EXERCISE DETAILS ->
Starting at the line that contains "If it's not too much trouble, please detect the long", repeat each line exactly through the last line of the listing, and repeat nothing else.

DATA TO USE ->
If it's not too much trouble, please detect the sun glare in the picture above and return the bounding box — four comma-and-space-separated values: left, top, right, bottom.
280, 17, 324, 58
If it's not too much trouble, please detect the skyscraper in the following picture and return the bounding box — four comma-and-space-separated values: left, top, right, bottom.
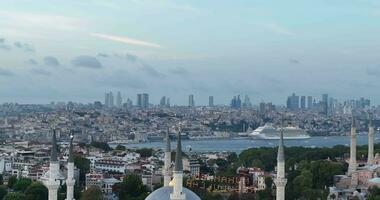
116, 91, 122, 108
104, 92, 115, 108
243, 95, 252, 108
166, 98, 170, 107
230, 95, 242, 109
142, 93, 149, 108
208, 96, 214, 107
307, 96, 313, 109
109, 92, 114, 107
137, 94, 142, 107
286, 93, 299, 111
300, 96, 306, 109
160, 96, 167, 107
189, 94, 195, 107
322, 94, 328, 115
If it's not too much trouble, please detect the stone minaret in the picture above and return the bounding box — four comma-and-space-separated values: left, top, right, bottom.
348, 117, 357, 176
170, 126, 186, 200
275, 129, 287, 200
66, 134, 75, 200
368, 115, 375, 165
47, 130, 60, 200
163, 128, 172, 187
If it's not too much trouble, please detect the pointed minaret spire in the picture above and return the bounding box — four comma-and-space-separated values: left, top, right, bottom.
170, 123, 186, 200
45, 128, 60, 200
275, 121, 287, 200
51, 130, 58, 162
368, 114, 375, 165
68, 134, 74, 163
163, 127, 172, 186
66, 133, 75, 200
348, 116, 357, 176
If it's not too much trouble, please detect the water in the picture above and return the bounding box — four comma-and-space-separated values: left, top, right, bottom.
110, 135, 377, 154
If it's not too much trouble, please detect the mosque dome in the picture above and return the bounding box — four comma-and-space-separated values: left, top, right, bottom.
145, 186, 201, 200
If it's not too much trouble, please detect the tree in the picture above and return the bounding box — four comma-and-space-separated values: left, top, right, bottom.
4, 192, 26, 200
8, 176, 17, 189
135, 148, 153, 158
0, 174, 4, 185
25, 182, 48, 200
13, 178, 32, 192
293, 170, 316, 199
115, 144, 126, 151
0, 185, 8, 200
368, 186, 380, 200
90, 141, 112, 152
114, 174, 148, 200
80, 186, 103, 200
265, 176, 273, 188
74, 155, 91, 185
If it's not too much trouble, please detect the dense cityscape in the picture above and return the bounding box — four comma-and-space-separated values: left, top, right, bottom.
0, 92, 378, 199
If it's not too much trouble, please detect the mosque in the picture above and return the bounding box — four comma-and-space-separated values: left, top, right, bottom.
43, 130, 76, 200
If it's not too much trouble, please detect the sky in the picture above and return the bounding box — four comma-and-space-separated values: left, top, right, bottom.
0, 0, 380, 105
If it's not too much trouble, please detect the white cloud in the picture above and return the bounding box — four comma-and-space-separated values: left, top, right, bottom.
0, 11, 85, 31
91, 33, 162, 48
264, 23, 295, 36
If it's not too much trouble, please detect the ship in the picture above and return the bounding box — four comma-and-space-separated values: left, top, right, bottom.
249, 123, 310, 140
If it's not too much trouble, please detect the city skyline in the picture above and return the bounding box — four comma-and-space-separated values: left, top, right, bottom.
0, 1, 380, 104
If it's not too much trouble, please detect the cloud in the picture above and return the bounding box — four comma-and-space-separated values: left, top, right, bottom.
289, 59, 300, 64
0, 68, 14, 76
366, 65, 380, 77
0, 38, 11, 51
168, 67, 189, 75
140, 63, 164, 77
95, 70, 146, 89
14, 42, 35, 52
126, 53, 138, 62
264, 23, 295, 36
31, 69, 51, 76
71, 55, 102, 69
0, 44, 11, 51
44, 56, 60, 67
97, 53, 109, 58
25, 59, 38, 65
91, 33, 162, 48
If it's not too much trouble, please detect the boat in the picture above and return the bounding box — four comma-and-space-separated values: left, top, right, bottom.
249, 123, 310, 140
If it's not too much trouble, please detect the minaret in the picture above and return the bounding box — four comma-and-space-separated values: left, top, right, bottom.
163, 128, 172, 187
47, 130, 60, 200
368, 115, 375, 165
66, 134, 75, 200
348, 117, 357, 175
170, 125, 186, 200
275, 128, 287, 200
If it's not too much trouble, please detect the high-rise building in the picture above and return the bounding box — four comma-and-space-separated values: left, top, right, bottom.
142, 93, 149, 108
208, 96, 214, 107
137, 94, 142, 107
116, 91, 122, 108
242, 95, 252, 108
166, 98, 170, 107
300, 96, 306, 109
189, 94, 195, 107
322, 94, 328, 115
286, 93, 299, 111
126, 98, 133, 109
307, 96, 313, 109
231, 95, 242, 109
104, 92, 114, 108
160, 96, 167, 107
104, 93, 109, 107
109, 92, 114, 107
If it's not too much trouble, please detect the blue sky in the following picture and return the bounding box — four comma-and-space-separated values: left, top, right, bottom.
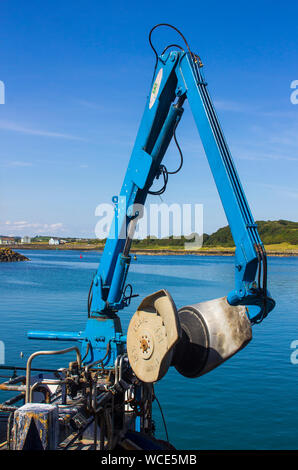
0, 0, 297, 237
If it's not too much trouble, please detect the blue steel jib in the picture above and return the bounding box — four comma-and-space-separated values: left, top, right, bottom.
90, 49, 275, 321
28, 27, 275, 370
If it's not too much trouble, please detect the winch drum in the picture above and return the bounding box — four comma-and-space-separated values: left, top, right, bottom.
172, 296, 252, 378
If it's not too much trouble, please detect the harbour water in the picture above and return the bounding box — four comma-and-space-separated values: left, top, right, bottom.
1, 250, 298, 449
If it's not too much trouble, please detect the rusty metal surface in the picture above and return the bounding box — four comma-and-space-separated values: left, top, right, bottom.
11, 403, 59, 450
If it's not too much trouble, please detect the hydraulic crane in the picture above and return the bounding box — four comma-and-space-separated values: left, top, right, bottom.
1, 24, 275, 450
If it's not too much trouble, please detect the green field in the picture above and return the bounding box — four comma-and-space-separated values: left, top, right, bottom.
204, 220, 298, 247
4, 220, 298, 255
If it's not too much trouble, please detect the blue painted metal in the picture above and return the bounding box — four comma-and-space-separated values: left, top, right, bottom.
90, 54, 181, 315
175, 53, 275, 320
27, 331, 83, 341
27, 318, 126, 368
89, 49, 274, 322
80, 317, 125, 366
28, 45, 275, 365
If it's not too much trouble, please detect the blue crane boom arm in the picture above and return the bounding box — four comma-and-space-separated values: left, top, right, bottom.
90, 49, 275, 323
27, 37, 276, 370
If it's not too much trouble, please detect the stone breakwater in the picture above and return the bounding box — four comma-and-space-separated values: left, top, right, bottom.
0, 248, 29, 262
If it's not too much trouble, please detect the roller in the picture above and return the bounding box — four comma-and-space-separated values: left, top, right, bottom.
172, 296, 252, 378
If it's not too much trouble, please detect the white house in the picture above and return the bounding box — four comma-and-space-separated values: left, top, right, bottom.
0, 236, 15, 245
21, 236, 31, 244
49, 238, 60, 246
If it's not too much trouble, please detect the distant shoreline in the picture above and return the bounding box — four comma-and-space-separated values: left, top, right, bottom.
6, 243, 298, 257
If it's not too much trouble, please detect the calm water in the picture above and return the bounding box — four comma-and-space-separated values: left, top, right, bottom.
1, 250, 298, 449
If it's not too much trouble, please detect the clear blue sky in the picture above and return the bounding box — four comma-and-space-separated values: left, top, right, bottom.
0, 0, 297, 237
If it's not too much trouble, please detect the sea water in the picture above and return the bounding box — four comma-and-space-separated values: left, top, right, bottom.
0, 250, 297, 449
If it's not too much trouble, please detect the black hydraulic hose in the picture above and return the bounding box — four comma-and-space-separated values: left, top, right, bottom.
161, 43, 184, 55
167, 121, 184, 175
154, 394, 169, 442
87, 278, 94, 317
148, 102, 185, 195
148, 23, 202, 87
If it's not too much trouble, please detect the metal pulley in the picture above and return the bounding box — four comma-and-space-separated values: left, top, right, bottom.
127, 289, 181, 383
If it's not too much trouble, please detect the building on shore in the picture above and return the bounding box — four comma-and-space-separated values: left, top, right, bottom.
0, 236, 15, 245
21, 236, 31, 244
49, 238, 60, 246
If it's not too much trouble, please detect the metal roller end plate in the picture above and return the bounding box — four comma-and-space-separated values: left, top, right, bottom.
127, 289, 181, 383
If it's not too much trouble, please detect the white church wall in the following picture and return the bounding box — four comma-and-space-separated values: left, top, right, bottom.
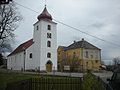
25, 45, 35, 70
7, 52, 24, 70
33, 22, 42, 70
39, 20, 57, 70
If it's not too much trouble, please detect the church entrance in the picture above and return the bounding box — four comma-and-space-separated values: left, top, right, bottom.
46, 60, 53, 72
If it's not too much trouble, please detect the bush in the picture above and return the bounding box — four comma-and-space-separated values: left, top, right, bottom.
82, 72, 105, 90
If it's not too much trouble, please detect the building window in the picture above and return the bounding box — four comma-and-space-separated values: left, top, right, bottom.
58, 52, 60, 55
91, 55, 93, 59
36, 25, 39, 30
73, 52, 76, 58
47, 33, 51, 38
47, 41, 51, 47
47, 53, 51, 58
29, 53, 32, 58
95, 60, 98, 63
73, 52, 76, 54
85, 51, 88, 58
95, 51, 98, 59
86, 62, 88, 65
47, 25, 51, 30
95, 55, 98, 59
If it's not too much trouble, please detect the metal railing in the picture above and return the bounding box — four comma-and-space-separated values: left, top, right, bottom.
6, 76, 82, 90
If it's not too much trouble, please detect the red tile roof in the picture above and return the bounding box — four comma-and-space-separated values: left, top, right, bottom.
8, 39, 34, 56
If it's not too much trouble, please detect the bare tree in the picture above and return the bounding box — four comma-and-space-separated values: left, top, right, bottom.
113, 57, 120, 66
0, 2, 22, 52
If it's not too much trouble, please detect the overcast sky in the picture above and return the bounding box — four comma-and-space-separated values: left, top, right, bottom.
13, 0, 120, 64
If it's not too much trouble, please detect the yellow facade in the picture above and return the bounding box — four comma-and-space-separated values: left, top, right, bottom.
57, 47, 101, 72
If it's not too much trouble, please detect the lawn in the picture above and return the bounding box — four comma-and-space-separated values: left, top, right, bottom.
0, 69, 82, 90
0, 69, 106, 90
0, 69, 36, 90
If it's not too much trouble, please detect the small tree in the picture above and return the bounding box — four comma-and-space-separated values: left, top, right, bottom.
0, 2, 22, 53
113, 57, 120, 66
0, 53, 4, 66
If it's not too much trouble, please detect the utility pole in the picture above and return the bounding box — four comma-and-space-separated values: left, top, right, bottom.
81, 38, 84, 73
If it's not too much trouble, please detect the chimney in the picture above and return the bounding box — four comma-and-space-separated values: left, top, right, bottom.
74, 40, 76, 43
82, 38, 84, 41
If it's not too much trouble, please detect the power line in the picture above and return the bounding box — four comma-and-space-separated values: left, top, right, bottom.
14, 1, 39, 13
53, 20, 120, 47
14, 1, 120, 48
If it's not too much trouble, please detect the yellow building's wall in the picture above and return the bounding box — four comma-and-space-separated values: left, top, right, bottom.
57, 47, 101, 71
83, 60, 101, 71
57, 47, 65, 63
65, 48, 81, 59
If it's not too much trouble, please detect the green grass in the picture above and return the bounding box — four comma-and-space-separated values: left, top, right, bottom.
0, 73, 33, 90
0, 69, 107, 90
0, 69, 82, 90
0, 69, 36, 90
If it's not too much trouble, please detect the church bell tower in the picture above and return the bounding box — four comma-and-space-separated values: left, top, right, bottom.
33, 6, 57, 71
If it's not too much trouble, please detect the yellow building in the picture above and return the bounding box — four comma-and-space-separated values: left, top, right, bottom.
57, 38, 101, 72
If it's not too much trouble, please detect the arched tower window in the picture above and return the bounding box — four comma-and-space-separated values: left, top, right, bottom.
47, 25, 51, 30
47, 52, 51, 58
47, 41, 51, 47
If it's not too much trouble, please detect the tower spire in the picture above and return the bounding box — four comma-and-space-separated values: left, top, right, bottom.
45, 0, 47, 7
37, 2, 52, 21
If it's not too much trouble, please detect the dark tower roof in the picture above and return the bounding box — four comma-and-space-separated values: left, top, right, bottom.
64, 38, 101, 50
37, 6, 52, 21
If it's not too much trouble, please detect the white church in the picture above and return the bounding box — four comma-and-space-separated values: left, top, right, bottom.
7, 6, 57, 72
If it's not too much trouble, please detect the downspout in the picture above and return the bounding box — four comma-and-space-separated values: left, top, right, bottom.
23, 48, 26, 71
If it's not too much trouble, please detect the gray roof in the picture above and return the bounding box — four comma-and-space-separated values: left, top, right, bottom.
58, 46, 67, 50
64, 39, 100, 50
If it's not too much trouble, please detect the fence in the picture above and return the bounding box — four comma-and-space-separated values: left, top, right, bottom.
6, 76, 82, 90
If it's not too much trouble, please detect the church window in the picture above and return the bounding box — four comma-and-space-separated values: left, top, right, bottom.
47, 52, 51, 58
47, 25, 51, 30
47, 41, 51, 47
36, 25, 39, 30
47, 33, 51, 38
29, 53, 32, 58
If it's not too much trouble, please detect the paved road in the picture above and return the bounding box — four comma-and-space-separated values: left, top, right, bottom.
93, 71, 113, 83
45, 72, 84, 77
46, 71, 113, 81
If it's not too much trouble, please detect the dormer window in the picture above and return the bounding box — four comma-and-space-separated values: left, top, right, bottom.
47, 25, 51, 30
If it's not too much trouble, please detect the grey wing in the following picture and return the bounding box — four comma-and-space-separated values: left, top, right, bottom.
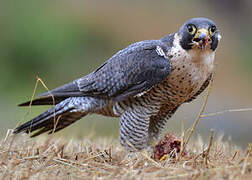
186, 73, 212, 103
76, 42, 171, 101
19, 40, 171, 106
18, 81, 82, 106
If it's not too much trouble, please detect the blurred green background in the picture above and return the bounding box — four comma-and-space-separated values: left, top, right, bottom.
1, 0, 252, 148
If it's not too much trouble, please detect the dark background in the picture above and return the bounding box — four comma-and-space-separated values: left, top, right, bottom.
1, 0, 252, 148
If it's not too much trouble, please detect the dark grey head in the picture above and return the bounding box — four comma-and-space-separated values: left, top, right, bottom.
178, 17, 221, 51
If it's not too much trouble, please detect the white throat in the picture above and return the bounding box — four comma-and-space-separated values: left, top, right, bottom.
171, 33, 215, 71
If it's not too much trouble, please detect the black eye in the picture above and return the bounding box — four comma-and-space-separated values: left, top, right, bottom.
209, 26, 216, 36
187, 24, 197, 35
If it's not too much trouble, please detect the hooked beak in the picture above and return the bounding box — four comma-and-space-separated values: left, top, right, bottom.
192, 28, 211, 49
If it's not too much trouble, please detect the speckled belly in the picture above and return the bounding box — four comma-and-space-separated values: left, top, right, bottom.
110, 63, 210, 117
144, 61, 209, 109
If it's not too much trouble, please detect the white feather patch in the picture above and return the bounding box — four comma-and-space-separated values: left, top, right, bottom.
156, 46, 168, 59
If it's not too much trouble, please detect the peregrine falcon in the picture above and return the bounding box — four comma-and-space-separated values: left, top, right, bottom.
14, 17, 221, 151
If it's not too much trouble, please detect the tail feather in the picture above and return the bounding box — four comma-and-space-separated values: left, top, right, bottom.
14, 103, 73, 135
15, 97, 103, 137
14, 98, 84, 136
30, 111, 85, 137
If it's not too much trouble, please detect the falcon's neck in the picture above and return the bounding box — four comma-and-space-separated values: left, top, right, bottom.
168, 33, 215, 74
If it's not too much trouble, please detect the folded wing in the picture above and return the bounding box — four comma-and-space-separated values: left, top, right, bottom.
19, 40, 171, 106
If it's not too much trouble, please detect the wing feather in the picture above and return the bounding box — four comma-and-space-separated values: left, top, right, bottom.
77, 41, 171, 101
19, 40, 172, 106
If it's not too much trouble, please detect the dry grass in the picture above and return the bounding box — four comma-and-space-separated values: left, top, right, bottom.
0, 132, 252, 180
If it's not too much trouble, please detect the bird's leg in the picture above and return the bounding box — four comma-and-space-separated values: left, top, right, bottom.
148, 107, 178, 147
119, 108, 150, 152
148, 118, 168, 147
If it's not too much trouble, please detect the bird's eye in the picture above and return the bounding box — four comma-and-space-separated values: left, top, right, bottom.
187, 24, 197, 35
209, 26, 216, 36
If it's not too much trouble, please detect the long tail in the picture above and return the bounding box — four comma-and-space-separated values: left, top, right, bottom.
14, 97, 97, 137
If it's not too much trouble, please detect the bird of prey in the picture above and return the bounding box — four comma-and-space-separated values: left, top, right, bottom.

TASK OUTPUT ->
If it's not too much trouble, please detect the long tail in the picture above and return the bounding box — four comma-and-space-separated values: left, top, right, bottom.
14, 97, 97, 137
If it's not too much trouble, please detect the bird of prey in the picture above and return the bounding box — four comma-and-space-separated values: left, top, right, bottom.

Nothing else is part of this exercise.